— BEGIN Selected extract —
Understanding Bypass Line in Chilled Water Systems

As engineers, project managers or operators, you've likely encountered the term "bypass" in chiller contexts. But what does it mean? In chilled water systems, prevalent in Australia, a bypass ensures minimum water flow through chillers and pumps, preserving consistent rates even during low-demand periods. Insufficient flow can compromise efficiency and equipment integrity.

A bypass also enables operation control and damage prevention. It allows flow rate or temperature adjustments for flexible response to changing needs. Moreover, it safeguards equipment during startup or shutdown by diverting flow, preventing abrupt temperature shifts or water hammer effects.

Bypass lines are crucial in maintaining flow, controlling operations, and mitigating potential damage, thereby ensuring system efficiency and longevity. Different chilled water systems have corresponding bypass systems, each with distinct applications.

Bypass Use in Hydronic Systems: A Broad Perspective

The function of bypass in a chilled water system is influenced by the system type, bypass placement, and the intended design of the bypass system.

Herein, we delve into the specificities of bypass usage across varied applications:

1.      Chiller Staging Control (On/Off) – Decoupler line

In primary-secondary chilled water systems, the primary and secondary circuits operate independently. The primary circuit generates chilled water, modulated by the number of operating chillers, while the secondary circuit distributes this water based on demand.

This configuration ensures that the minimum chiller flow is continuously maintained in the primary circuit and the demand for chilled water is met in the secondary circuit. However, to always meet the demand, the system ensures the chilled water flow rate in the primary circuit surpasses that in the secondary circuit (production > demand). This discrepancy necessitates a bypass line connecting the primary and secondary circuits, equilibrating their chilled water flow rate differences.

For instance, in the provided diagram below, the total chilled water flow rate demanded by the air handling units (AHUs) amounts to 150 L/s. Responding to this, the secondary chilled water pumps, with their variable speeds, adjust to match the demand. The primary circuit, however, cannot reduce its chilled water flow rate due to its fixed-speed pumps. For example, if one AHU demand drops to 50%, the overall flow rate for secondary loop will drop to 112.5L/s. If a primary pump and its associated chiller were deactivated, the chilled water flow rate would fall to an insufficient 75 L/s.

Hence, to maintain demand, both chillers must operate, resulting in a surplus 37.5 L/s of chilled water flowing back to the chillers via the bypass line.

Sizing criteria: The maximum pressure drop in the decoupler pipe should not exceed approximately 300 Pa/m as a rule of thumb of 5kPa overall header loss. By restricting the pressure drop to this maximum value, water flowing in the primary loop will not flow into the secondary circuit until its circulator is activated. This strategy achieves hydraulic isolation between both the primary and secondary circuits, providing the fundamental basis for primary-secondary pumping. Note that a higher friction loss in the common pipe tends to cause the primary and secondary pumps to act in series, leading to an induced flow in the system. Normally full flow through the decoupler line is about 115% of the flow rate associated with the largest chiller. Flow rates more than this value would indicate an operating chiller should be stopped.
— END Selected extract —
— BEGIN Record list —
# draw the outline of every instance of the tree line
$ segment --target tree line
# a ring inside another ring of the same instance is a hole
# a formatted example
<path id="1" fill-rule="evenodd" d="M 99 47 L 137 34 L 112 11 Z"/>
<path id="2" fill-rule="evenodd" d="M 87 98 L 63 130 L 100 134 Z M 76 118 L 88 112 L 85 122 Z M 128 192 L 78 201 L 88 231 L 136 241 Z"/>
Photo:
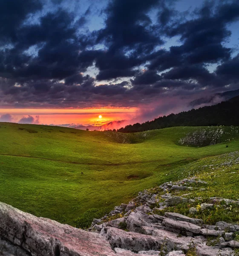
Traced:
<path id="1" fill-rule="evenodd" d="M 239 126 L 239 96 L 213 106 L 172 113 L 151 121 L 127 125 L 120 132 L 137 132 L 174 126 Z"/>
— END Record list —
Short problem A:
From the chilled water bypass article, output the passage beginning at the words "1.      Chiller" and ending after the words "based on demand.", copied word for word.
Short problem B:
Return the lines of the rows unchanged, starting at the first line of the rows and ending after the line that contains "99 47 L 137".

Final answer A:
1.      Chiller Staging Control (On/Off) – Decoupler line

In primary-secondary chilled water systems, the primary and secondary circuits operate independently. The primary circuit generates chilled water, modulated by the number of operating chillers, while the secondary circuit distributes this water based on demand.

Final answer B:
# draw the outline of every instance of the tree line
$ segment --target tree line
# a ring inside another ring of the same instance is a hole
# a formatted example
<path id="1" fill-rule="evenodd" d="M 99 47 L 137 34 L 112 11 Z"/>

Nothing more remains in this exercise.